(Stored items from a collection)

#####

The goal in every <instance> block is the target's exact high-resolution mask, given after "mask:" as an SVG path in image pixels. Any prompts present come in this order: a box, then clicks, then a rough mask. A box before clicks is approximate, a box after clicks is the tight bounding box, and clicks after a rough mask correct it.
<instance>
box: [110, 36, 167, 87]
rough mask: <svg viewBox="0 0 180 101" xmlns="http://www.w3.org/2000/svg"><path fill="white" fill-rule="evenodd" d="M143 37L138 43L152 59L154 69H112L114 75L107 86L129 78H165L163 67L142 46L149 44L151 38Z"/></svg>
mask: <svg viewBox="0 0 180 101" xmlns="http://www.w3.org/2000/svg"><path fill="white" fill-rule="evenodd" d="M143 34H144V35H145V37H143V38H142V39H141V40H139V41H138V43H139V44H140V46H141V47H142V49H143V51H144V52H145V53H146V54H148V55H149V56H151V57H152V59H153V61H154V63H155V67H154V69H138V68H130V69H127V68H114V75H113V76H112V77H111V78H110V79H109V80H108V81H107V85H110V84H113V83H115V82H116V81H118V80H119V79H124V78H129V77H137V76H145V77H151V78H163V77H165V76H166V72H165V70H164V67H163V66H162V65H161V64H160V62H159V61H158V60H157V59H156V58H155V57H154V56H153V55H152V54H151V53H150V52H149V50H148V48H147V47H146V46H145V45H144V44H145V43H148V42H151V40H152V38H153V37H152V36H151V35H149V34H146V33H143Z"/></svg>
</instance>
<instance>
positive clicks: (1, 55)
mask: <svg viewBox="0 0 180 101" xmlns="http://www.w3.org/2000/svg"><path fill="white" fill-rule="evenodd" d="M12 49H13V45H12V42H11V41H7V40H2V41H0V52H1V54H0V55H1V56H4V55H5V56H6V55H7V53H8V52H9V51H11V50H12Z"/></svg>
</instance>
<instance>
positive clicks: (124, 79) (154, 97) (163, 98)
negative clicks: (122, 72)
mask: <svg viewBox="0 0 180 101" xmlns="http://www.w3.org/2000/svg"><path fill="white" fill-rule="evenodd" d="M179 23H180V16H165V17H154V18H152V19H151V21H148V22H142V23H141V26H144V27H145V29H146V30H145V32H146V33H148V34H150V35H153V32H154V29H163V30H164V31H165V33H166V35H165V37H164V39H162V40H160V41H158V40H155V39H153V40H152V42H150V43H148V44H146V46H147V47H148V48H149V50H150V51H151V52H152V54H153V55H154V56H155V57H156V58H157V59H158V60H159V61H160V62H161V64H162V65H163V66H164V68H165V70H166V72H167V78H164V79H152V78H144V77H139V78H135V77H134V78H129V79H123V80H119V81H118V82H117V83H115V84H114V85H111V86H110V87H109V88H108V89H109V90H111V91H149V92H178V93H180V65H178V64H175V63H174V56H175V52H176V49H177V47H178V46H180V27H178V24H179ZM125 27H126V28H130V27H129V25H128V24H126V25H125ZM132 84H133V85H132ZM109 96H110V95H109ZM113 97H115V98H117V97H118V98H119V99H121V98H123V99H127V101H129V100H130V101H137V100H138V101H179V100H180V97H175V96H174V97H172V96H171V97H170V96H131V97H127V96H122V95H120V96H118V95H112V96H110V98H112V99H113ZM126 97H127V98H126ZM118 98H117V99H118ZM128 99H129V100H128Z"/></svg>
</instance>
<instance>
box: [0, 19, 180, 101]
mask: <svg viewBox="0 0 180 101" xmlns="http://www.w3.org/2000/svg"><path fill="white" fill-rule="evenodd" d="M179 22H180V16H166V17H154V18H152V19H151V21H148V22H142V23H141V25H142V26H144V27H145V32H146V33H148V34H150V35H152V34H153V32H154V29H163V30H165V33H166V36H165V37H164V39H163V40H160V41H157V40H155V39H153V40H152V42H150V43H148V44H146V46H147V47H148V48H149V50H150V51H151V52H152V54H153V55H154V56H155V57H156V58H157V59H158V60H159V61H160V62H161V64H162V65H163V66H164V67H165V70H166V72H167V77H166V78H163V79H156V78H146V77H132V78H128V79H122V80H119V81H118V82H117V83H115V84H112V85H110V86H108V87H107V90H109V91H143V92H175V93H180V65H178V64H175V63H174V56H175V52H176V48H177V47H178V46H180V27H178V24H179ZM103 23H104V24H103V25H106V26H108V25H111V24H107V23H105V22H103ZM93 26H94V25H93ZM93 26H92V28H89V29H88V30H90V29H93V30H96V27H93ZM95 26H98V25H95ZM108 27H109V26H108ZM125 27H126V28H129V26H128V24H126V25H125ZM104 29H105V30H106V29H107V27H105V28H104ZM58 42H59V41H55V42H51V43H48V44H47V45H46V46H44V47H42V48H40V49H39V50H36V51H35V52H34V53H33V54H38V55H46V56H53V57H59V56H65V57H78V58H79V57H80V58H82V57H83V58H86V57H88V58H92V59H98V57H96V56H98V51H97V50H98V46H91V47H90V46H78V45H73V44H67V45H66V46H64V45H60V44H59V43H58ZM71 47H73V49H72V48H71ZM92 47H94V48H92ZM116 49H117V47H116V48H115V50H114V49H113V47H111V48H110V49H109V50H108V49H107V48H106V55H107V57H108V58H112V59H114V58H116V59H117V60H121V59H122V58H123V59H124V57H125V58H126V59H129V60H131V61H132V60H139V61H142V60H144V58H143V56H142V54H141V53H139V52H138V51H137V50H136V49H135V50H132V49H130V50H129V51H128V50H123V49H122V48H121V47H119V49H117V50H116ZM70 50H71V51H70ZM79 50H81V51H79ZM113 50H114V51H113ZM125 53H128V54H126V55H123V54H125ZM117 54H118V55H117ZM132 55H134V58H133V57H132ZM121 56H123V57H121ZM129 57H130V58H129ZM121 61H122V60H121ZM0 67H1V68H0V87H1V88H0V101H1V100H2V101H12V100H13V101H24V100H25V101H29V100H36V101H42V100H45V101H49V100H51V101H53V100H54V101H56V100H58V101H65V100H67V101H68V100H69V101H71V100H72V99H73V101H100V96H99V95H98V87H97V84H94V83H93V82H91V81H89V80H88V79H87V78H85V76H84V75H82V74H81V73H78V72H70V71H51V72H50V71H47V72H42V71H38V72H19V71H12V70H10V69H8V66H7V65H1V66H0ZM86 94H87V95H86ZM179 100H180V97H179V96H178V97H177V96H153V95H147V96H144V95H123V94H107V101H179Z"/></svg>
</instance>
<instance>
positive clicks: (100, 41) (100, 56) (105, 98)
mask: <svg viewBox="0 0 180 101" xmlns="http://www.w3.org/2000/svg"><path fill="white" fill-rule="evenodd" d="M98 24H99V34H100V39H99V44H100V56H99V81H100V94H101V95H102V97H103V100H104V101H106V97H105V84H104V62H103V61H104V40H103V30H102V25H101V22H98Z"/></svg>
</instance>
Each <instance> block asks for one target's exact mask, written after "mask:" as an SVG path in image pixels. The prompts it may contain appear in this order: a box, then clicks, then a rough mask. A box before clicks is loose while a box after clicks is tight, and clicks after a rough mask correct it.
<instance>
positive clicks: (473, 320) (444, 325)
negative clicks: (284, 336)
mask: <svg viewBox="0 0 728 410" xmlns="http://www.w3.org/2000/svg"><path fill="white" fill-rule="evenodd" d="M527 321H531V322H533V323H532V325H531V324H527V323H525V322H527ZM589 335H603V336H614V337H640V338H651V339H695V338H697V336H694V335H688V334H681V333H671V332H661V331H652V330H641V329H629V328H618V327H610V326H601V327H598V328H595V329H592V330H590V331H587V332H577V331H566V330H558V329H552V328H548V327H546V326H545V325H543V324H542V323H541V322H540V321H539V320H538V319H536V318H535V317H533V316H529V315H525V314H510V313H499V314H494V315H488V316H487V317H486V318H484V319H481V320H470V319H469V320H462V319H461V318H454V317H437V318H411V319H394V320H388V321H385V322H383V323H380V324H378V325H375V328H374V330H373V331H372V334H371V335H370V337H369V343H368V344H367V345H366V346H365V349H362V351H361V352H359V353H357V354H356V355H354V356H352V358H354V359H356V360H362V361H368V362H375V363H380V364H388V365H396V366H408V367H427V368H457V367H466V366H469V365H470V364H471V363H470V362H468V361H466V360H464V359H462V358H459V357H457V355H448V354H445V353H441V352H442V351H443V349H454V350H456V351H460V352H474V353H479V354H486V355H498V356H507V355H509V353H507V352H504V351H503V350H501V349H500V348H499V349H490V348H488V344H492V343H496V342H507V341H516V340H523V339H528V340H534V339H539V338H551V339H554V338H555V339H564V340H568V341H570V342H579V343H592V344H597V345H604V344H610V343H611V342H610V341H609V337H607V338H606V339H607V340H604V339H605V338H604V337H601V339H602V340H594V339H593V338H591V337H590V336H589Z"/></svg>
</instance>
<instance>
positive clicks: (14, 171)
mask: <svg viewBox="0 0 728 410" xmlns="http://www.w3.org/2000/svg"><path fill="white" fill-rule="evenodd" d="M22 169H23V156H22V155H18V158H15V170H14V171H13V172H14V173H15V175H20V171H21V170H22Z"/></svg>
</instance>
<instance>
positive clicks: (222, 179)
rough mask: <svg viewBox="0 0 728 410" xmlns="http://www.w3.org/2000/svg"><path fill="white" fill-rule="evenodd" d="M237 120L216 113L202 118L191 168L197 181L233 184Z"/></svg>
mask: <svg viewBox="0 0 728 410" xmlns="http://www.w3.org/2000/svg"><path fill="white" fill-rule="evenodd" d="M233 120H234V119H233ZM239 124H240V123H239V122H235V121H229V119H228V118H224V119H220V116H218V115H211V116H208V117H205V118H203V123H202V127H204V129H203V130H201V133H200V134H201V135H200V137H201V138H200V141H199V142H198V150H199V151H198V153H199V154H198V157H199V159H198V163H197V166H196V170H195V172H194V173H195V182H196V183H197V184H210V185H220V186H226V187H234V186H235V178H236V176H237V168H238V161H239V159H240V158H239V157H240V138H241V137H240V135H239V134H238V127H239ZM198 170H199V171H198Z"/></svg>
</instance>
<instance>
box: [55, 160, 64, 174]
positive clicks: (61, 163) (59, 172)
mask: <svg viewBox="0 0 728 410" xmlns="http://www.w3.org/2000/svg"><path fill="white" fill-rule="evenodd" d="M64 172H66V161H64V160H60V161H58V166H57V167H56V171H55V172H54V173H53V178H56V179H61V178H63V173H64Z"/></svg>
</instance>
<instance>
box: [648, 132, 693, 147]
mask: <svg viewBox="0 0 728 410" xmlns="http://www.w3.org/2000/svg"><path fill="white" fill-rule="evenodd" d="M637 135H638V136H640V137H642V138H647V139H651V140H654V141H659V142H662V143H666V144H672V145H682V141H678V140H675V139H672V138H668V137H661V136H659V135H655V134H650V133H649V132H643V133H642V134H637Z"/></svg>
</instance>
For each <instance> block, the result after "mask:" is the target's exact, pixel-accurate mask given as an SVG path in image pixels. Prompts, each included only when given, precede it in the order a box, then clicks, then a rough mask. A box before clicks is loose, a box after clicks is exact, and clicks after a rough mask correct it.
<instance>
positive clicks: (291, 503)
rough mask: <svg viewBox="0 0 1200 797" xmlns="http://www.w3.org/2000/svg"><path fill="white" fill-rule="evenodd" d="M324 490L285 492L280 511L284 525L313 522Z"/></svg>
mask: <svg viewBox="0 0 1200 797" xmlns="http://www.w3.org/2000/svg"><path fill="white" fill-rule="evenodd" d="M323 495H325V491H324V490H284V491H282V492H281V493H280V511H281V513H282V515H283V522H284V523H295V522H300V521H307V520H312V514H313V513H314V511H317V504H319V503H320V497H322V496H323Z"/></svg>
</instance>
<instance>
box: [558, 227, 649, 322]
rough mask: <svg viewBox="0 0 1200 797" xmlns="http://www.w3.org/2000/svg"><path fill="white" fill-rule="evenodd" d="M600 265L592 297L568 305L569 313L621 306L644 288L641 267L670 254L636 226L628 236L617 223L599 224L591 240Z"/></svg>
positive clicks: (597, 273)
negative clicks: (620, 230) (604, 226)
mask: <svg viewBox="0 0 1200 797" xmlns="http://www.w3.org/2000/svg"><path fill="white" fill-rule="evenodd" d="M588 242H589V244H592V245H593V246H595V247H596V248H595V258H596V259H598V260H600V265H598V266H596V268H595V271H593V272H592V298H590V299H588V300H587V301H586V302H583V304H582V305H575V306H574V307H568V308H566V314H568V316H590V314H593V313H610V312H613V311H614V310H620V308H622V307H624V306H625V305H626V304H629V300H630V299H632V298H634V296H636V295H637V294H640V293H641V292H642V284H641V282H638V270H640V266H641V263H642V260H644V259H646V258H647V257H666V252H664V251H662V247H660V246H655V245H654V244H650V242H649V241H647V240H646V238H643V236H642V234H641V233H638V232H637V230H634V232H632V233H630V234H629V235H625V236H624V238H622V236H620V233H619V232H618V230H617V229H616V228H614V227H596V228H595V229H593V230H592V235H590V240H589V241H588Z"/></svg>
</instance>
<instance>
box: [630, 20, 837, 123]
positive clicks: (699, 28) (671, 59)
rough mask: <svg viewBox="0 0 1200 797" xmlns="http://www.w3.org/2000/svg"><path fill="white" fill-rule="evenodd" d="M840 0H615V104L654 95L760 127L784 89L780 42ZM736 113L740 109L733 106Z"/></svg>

#####

▶ _Instructions for the task_:
Give as a JSON list of strings each line of the data from its start up to and including the line with "box: [110, 36, 167, 87]", one string per line and blank lines left out.

▶ _Completed exercise_:
[
  "The goal in every <instance> block is the target's exact high-resolution mask, given after \"mask:\" as an SVG path in image pixels. Any prompts present come in this order: a box, then clicks, then a rough mask. A box before clicks is approximate, a box after clicks is the tight bounding box, and clicks after a rough mask correct it.",
  "<instance>",
  "box: [110, 36, 167, 87]"
]